# RECORDS FOR THIS TASK
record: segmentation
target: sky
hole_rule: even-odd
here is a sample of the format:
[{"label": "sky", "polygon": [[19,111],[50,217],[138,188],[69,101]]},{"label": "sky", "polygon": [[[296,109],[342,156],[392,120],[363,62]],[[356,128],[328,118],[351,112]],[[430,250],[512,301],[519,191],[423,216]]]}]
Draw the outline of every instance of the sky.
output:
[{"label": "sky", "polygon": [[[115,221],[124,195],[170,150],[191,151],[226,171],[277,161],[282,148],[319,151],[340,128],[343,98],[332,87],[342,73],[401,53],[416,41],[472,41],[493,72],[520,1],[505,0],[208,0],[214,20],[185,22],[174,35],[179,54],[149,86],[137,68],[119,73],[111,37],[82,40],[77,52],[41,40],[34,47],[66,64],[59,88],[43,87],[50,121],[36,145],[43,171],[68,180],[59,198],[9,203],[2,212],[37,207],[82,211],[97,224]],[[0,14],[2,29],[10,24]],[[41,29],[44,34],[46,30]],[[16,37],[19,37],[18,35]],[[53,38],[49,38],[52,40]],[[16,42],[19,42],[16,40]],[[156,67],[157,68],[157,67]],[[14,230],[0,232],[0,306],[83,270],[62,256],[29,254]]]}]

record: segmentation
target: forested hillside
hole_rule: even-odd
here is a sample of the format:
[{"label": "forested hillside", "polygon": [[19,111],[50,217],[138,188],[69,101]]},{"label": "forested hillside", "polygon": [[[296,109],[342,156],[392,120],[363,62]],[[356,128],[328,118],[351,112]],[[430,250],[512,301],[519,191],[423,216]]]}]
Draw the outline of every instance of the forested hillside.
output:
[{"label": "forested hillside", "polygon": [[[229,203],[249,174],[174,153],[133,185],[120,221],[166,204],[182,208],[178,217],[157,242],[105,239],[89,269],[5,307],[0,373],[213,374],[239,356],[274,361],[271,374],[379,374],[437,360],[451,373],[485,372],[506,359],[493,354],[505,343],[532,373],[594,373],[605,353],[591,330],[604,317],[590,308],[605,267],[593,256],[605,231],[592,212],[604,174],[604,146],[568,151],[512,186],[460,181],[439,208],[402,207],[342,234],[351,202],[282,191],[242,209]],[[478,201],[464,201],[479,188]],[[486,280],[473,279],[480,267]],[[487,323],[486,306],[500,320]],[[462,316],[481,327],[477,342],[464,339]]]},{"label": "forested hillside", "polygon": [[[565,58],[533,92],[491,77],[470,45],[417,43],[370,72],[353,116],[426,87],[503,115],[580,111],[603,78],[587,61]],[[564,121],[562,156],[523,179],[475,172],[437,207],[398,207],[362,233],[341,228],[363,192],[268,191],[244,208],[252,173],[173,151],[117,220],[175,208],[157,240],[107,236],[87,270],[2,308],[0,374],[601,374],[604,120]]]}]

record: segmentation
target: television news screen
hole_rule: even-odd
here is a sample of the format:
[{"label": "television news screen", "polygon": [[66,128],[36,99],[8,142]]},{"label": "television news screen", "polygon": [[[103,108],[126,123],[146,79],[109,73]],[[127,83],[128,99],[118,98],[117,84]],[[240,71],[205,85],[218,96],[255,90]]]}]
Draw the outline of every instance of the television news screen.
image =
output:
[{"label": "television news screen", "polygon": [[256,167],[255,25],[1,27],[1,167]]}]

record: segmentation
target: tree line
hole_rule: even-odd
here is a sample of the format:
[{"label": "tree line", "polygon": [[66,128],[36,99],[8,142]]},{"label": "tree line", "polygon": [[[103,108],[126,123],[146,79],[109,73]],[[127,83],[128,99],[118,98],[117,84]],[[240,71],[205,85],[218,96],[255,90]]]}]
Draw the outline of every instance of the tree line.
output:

# YOUR TASK
Please copy all of the material above word for word, without changing anything.

# CORRECT RESPONSE
record: segmentation
target: sky
hole_rule: even-odd
here is a sample of the format:
[{"label": "sky", "polygon": [[19,111],[50,217],[138,188],[69,101]]},{"label": "sky", "polygon": [[[296,109],[342,156],[392,120],[363,62]],[[356,128],[328,118],[351,112]],[[430,250],[512,301],[519,191],[423,216]]]}]
Draw the outline of every instance of the sky.
output:
[{"label": "sky", "polygon": [[[115,221],[124,195],[170,150],[191,151],[226,171],[277,161],[282,148],[319,151],[340,128],[343,98],[332,87],[342,73],[401,53],[416,41],[472,41],[493,72],[520,1],[505,0],[208,0],[214,20],[185,22],[174,35],[179,54],[149,86],[137,68],[119,73],[111,37],[82,40],[77,52],[41,40],[34,47],[66,64],[59,88],[43,87],[50,121],[36,145],[43,171],[68,180],[59,198],[9,203],[2,212],[37,207],[82,211],[97,224]],[[0,14],[2,29],[10,24]],[[41,29],[44,34],[46,30]],[[16,37],[19,37],[18,35]],[[53,38],[49,38],[52,40]],[[16,42],[19,42],[16,40]],[[156,67],[157,68],[157,67]],[[14,230],[0,232],[0,306],[83,270],[62,256],[29,254]]]}]

record: segmentation
target: forested hillside
hole_rule: even-odd
here is a sample of the format:
[{"label": "forested hillside", "polygon": [[19,111],[50,217],[138,188],[69,101]]},{"label": "forested hillside", "polygon": [[[296,109],[342,156],[392,120],[363,62]],[[356,128],[328,118],[351,112]],[[430,250],[512,301],[519,191],[423,216]]]}]
Draw the outline of every instance of the forested hillside.
output:
[{"label": "forested hillside", "polygon": [[[229,203],[249,174],[174,153],[133,185],[120,221],[166,204],[182,208],[178,217],[157,242],[105,239],[89,269],[5,307],[0,373],[213,374],[239,356],[274,361],[271,374],[379,374],[437,360],[451,373],[485,372],[506,359],[493,354],[505,343],[532,373],[594,373],[605,353],[591,330],[604,317],[590,308],[605,267],[593,256],[605,231],[592,212],[604,174],[604,146],[568,151],[512,186],[460,181],[439,208],[402,207],[342,234],[351,202],[282,191],[242,209]],[[478,201],[464,201],[479,188]],[[486,280],[473,279],[480,267]],[[487,323],[486,306],[500,320]],[[462,316],[481,327],[477,342],[464,339]]]},{"label": "forested hillside", "polygon": [[[565,58],[533,92],[491,77],[470,45],[417,43],[370,72],[353,116],[426,87],[503,115],[580,111],[603,78],[587,61]],[[564,121],[562,156],[523,179],[475,172],[437,207],[398,207],[362,233],[341,228],[363,192],[268,191],[244,208],[252,173],[173,151],[117,220],[175,208],[157,240],[107,236],[87,270],[2,308],[0,374],[601,374],[604,120]]]}]

record: segmentation
target: television news screen
hole_rule: even-odd
here is a sample of the format:
[{"label": "television news screen", "polygon": [[66,128],[36,99],[8,142]]},{"label": "television news screen", "polygon": [[[103,108],[126,123],[146,79],[109,73]],[[127,83],[128,99],[118,98],[117,84]],[[240,71],[205,85],[218,96],[255,90]]]}]
Draw the outline of every instance of the television news screen.
image =
output:
[{"label": "television news screen", "polygon": [[256,167],[255,25],[1,27],[1,167]]}]

record: segmentation
target: tree line
hole_rule: even-odd
here is a sample of the format:
[{"label": "tree line", "polygon": [[66,128],[36,99],[8,142]]},{"label": "tree line", "polygon": [[[103,108],[126,123],[146,79],[109,73]],[[127,83],[128,99],[118,98],[117,84]],[[240,71],[205,85],[218,96],[255,90]]]}]
Draw the outline of every instance of the tree line.
output:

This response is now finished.